_Your objective_. Convert the entries below into a Markdown table with the columns Row and Content, numbering each line and leaving out blank lines. Begin at the line that contains "detect the evergreen" and stop after the line that contains "[132,278,144,286]".

_Data for processing_.
==*==

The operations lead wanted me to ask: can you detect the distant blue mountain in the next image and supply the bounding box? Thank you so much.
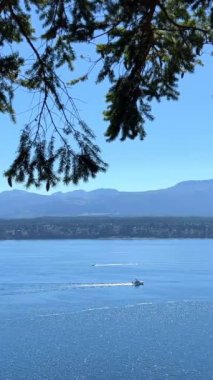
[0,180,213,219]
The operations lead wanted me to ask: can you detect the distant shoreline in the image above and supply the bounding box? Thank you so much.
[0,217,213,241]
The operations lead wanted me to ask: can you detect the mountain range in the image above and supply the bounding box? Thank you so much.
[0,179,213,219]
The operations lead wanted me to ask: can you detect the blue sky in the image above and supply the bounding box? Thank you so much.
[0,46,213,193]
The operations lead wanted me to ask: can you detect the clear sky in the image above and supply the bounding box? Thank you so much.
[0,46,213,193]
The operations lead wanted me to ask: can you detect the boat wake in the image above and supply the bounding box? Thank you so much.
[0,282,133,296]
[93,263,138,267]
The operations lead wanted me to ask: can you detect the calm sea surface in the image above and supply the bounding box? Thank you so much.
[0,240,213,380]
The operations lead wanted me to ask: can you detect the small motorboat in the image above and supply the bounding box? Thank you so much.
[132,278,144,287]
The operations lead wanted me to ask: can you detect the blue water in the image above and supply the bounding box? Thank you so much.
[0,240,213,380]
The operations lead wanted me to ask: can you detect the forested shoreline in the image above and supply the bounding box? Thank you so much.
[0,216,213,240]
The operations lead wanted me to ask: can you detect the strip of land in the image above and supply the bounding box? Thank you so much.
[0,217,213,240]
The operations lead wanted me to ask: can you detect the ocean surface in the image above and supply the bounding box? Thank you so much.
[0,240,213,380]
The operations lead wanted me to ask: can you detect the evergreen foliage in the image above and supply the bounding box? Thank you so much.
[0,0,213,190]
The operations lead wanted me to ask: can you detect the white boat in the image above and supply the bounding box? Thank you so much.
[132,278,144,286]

==*==

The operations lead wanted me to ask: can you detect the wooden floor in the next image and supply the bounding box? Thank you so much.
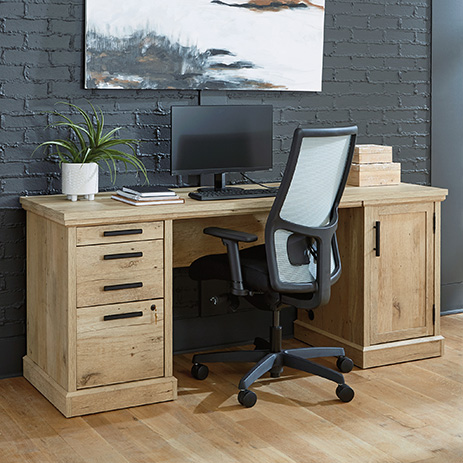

==*==

_Solution below_.
| Row | Content |
|---|---|
| 1 | The operations lead wanted me to ask: can you detect the evergreen foliage in the image above and supply the bounding box? Thank you so much. |
| 2 | [0,0,213,190] |
| 3 | The operations lead wanted me to ask: can you detect the white boat in the image above and supply the bounding box? Thank you so much. |
| 4 | [132,278,144,286] |